Table 1.
Basic sequencing matrices for Illumina and Oxford Nanopore (ONT) outputs of 37.
Fig 1.
PHRED base call quality score distribution of samples sequenced by Illumina and ONT.
Distribution plot of PHRED (probability of error per base call in a log scale) quality score (x axis) and error probability (secondary x axis) derived from the PHRED score for the data set sequenced from Illumina (n = 37) and ONT (n = 37). The scores of ONT are shown in blue and Illumina in red. The mean PHRED scores/error probability are shown with the dashed line for each technology. The mean PHRED scores averaged at 32.35 in Illumina reads and 10.78 in ONT.
Fig 2.
Comparison of amino acid changes detected in SARS-CoV-2 genomes by both sequencing technologies.
Annotated amino acid substitutions and deletions detected in each sample (n = 37). Mutations colored in green indicates they are synonymously detected by both sequencing technologies, whereas yellow and red indicate mutations detected exclusively by only one technology. The X axis indicates each amino acid, which is denoted by the original amino acid, its position in the protein and the substitution/deletion. Amino acid deletions are denoted by “del”.
Fig 3.

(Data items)
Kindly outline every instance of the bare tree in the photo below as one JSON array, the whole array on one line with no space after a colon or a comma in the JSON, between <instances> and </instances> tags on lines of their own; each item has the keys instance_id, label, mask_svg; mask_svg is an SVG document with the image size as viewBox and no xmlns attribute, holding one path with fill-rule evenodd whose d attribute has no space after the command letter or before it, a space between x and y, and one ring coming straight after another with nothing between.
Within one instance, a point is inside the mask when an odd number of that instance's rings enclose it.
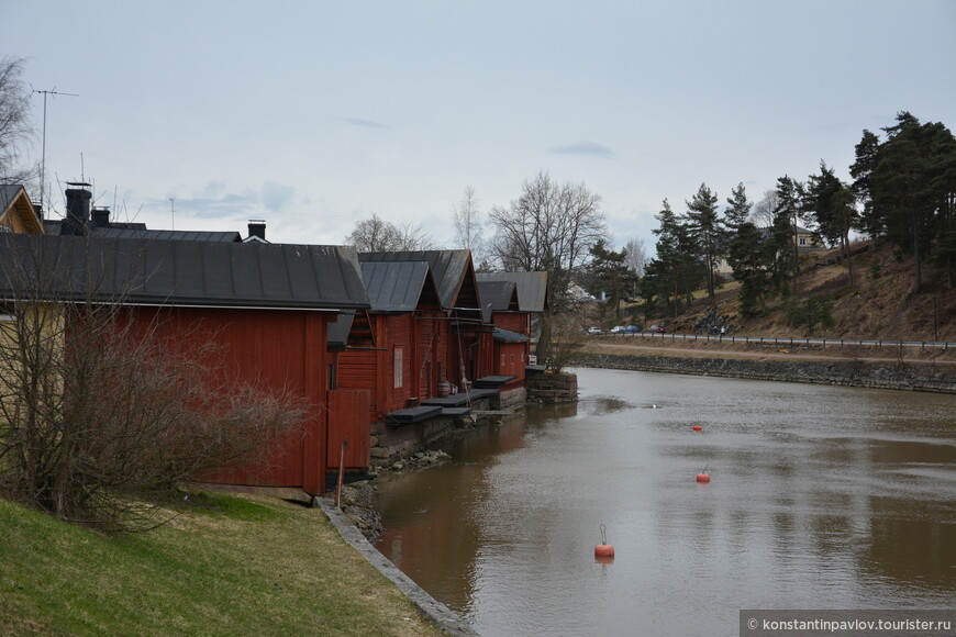
<instances>
[{"instance_id":1,"label":"bare tree","mask_svg":"<svg viewBox=\"0 0 956 637\"><path fill-rule=\"evenodd\" d=\"M421 224L405 222L396 225L378 214L356 222L352 233L345 237L345 244L359 253L431 250L437 247Z\"/></svg>"},{"instance_id":2,"label":"bare tree","mask_svg":"<svg viewBox=\"0 0 956 637\"><path fill-rule=\"evenodd\" d=\"M37 178L36 166L21 166L23 145L35 135L30 122L31 91L23 83L24 59L0 59L0 183L29 185Z\"/></svg>"},{"instance_id":3,"label":"bare tree","mask_svg":"<svg viewBox=\"0 0 956 637\"><path fill-rule=\"evenodd\" d=\"M772 227L777 206L780 204L780 199L776 190L764 191L764 197L760 201L754 204L754 210L751 212L751 220L757 227Z\"/></svg>"},{"instance_id":4,"label":"bare tree","mask_svg":"<svg viewBox=\"0 0 956 637\"><path fill-rule=\"evenodd\" d=\"M638 279L644 277L644 267L647 265L647 253L644 250L644 239L631 238L624 246L624 265L634 272Z\"/></svg>"},{"instance_id":5,"label":"bare tree","mask_svg":"<svg viewBox=\"0 0 956 637\"><path fill-rule=\"evenodd\" d=\"M471 252L476 264L486 260L485 231L481 227L481 212L478 209L478 198L470 186L465 188L462 202L455 206L455 238L457 245Z\"/></svg>"},{"instance_id":6,"label":"bare tree","mask_svg":"<svg viewBox=\"0 0 956 637\"><path fill-rule=\"evenodd\" d=\"M490 217L496 227L491 249L504 270L548 272L552 314L566 308L571 277L590 259L591 247L610 241L601 195L583 183L558 185L547 172L525 180L521 197L508 208L494 206ZM548 318L542 321L540 358L547 358L551 347Z\"/></svg>"},{"instance_id":7,"label":"bare tree","mask_svg":"<svg viewBox=\"0 0 956 637\"><path fill-rule=\"evenodd\" d=\"M304 405L234 382L213 339L160 338L122 295L98 299L89 268L64 271L42 237L15 238L0 237L4 495L107 530L149 528L182 481L260 463L300 431Z\"/></svg>"}]
</instances>

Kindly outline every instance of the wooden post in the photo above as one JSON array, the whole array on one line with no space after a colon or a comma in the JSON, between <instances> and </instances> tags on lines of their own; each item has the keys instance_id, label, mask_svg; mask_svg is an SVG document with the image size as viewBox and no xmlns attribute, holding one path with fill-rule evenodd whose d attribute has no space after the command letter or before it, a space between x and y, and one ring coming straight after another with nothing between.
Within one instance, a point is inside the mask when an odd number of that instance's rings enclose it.
<instances>
[{"instance_id":1,"label":"wooden post","mask_svg":"<svg viewBox=\"0 0 956 637\"><path fill-rule=\"evenodd\" d=\"M335 488L335 506L340 507L342 503L342 477L345 473L345 447L348 446L348 440L342 440L342 454L338 456L338 485Z\"/></svg>"}]
</instances>

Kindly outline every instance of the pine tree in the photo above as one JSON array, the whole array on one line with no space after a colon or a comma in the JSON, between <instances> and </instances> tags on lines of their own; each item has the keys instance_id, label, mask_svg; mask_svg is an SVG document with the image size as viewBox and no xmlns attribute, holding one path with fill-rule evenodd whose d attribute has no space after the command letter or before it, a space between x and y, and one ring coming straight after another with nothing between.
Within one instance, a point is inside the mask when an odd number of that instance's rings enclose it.
<instances>
[{"instance_id":1,"label":"pine tree","mask_svg":"<svg viewBox=\"0 0 956 637\"><path fill-rule=\"evenodd\" d=\"M707 272L707 295L711 304L714 303L715 282L714 269L716 268L719 253L724 244L724 230L718 216L718 195L705 183L701 183L697 194L687 202L688 231L703 257L703 266Z\"/></svg>"}]
</instances>

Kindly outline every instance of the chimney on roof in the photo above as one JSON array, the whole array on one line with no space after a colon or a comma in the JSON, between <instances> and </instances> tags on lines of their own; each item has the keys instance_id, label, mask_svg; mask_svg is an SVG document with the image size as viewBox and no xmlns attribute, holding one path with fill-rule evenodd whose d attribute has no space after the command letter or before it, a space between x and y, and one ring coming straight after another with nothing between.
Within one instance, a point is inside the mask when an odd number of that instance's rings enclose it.
<instances>
[{"instance_id":1,"label":"chimney on roof","mask_svg":"<svg viewBox=\"0 0 956 637\"><path fill-rule=\"evenodd\" d=\"M59 234L85 236L90 222L90 199L92 193L87 190L89 183L67 181L66 219L63 220Z\"/></svg>"},{"instance_id":2,"label":"chimney on roof","mask_svg":"<svg viewBox=\"0 0 956 637\"><path fill-rule=\"evenodd\" d=\"M258 237L266 241L266 220L251 219L249 220L249 237Z\"/></svg>"},{"instance_id":3,"label":"chimney on roof","mask_svg":"<svg viewBox=\"0 0 956 637\"><path fill-rule=\"evenodd\" d=\"M93 209L93 227L110 227L110 209L95 208Z\"/></svg>"}]
</instances>

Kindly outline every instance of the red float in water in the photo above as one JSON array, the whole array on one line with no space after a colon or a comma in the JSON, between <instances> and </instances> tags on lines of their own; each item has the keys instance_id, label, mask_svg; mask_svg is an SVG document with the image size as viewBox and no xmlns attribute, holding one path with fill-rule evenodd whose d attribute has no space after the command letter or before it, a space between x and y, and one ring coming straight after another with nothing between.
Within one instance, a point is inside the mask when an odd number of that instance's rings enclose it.
<instances>
[{"instance_id":1,"label":"red float in water","mask_svg":"<svg viewBox=\"0 0 956 637\"><path fill-rule=\"evenodd\" d=\"M594 557L614 557L614 547L610 544L599 544L594 547Z\"/></svg>"},{"instance_id":2,"label":"red float in water","mask_svg":"<svg viewBox=\"0 0 956 637\"><path fill-rule=\"evenodd\" d=\"M608 537L604 534L605 527L601 525L601 544L594 547L596 558L612 558L614 557L614 547L608 544Z\"/></svg>"}]
</instances>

**Exercise requirements**
1/ What mean PHRED score does the sequencing comparison text report for the ONT reads?
2/ Please restate the part of the sequencing comparison text that opens with the words containing "PHRED base call" and closes with "10.78 in ONT.", substituting "dotted line" for "dashed line".

**Solutions**
1/ 10.78

2/
PHRED base call quality score distribution of samples sequenced by Illumina and ONT.
Distribution plot of PHRED (probability of error per base call in a log scale) quality score (x axis) and error probability (secondary x axis) derived from the PHRED score for the data set sequenced from Illumina (n = 37) and ONT (n = 37). The scores of ONT are shown in blue and Illumina in red. The mean PHRED scores/error probability are shown with the dotted line for each technology. The mean PHRED scores averaged at 32.35 in Illumina reads and 10.78 in ONT.